§ **DATA TO USE**:
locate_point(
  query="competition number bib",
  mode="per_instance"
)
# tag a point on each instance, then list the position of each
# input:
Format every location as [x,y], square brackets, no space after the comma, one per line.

§ **THE TASK**: Lay out every line of the records above as a Markdown table with the columns Number and Content. Number each row, and leave out any blank lines.

§ **COMPLETE RESPONSE**:
| Number | Content |
|---|---|
| 1 | locate_point( |
| 2 |   query="competition number bib", |
| 3 |   mode="per_instance" |
| 4 | ) |
| 5 | # tag a point on each instance, then list the position of each |
| 6 | # input: |
| 7 | Format every location as [x,y], square brackets, no space after the comma, one per line. |